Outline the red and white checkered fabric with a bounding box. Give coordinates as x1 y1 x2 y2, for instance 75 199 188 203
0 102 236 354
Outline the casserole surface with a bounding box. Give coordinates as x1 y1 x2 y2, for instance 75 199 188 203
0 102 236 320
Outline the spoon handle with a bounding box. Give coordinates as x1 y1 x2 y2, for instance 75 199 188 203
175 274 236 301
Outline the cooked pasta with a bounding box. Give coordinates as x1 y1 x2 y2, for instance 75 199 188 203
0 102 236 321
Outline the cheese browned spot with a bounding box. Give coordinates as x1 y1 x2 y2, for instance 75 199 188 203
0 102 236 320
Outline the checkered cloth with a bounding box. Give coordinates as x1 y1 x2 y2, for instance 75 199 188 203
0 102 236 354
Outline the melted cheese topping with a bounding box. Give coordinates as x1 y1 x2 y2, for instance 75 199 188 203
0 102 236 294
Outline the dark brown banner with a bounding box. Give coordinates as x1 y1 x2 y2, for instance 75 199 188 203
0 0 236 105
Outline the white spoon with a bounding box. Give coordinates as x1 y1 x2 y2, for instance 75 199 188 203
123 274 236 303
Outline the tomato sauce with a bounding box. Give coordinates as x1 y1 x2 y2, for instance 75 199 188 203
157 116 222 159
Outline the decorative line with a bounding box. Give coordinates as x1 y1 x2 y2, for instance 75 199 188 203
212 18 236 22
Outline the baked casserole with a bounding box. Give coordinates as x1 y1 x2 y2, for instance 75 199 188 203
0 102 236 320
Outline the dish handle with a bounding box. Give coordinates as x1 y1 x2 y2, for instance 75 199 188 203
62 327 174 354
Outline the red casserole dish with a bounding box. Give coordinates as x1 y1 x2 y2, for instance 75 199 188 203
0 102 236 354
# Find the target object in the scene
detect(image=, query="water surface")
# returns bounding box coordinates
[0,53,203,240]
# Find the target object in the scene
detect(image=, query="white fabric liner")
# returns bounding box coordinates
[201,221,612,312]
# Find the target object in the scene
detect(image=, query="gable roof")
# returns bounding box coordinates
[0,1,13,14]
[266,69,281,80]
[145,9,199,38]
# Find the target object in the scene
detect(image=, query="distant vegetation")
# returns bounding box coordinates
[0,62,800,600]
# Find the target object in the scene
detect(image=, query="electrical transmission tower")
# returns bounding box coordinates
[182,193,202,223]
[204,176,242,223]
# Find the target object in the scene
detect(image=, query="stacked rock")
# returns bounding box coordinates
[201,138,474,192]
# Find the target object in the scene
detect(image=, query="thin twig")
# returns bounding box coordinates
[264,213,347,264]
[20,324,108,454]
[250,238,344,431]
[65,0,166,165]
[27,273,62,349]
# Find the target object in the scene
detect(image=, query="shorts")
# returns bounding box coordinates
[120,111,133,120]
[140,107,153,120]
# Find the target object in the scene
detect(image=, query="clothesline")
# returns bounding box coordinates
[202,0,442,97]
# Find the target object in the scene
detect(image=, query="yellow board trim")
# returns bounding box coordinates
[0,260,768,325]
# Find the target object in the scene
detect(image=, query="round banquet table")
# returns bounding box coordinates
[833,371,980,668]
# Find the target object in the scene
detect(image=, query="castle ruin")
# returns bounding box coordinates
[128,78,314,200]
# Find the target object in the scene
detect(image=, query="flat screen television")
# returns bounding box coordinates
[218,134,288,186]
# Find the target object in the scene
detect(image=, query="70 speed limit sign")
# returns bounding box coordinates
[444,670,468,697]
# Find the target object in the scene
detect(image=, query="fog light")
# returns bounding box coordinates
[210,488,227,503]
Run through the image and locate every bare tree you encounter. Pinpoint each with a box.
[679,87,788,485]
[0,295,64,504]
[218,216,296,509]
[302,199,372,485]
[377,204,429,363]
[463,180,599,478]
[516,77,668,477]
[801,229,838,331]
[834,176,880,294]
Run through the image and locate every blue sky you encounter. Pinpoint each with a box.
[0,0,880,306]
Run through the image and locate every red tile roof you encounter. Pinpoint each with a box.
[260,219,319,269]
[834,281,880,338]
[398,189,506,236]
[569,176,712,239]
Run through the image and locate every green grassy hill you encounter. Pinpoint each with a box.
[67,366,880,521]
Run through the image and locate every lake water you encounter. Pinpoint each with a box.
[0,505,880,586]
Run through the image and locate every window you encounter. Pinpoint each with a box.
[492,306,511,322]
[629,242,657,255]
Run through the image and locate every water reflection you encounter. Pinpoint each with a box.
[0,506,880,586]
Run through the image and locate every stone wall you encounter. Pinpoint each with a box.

----

• [Problem to work on]
Please tally the lines in the listing above that contain the string "water", treating uppercase and lowercase as different. Reply with the number alone.

• [Output]
3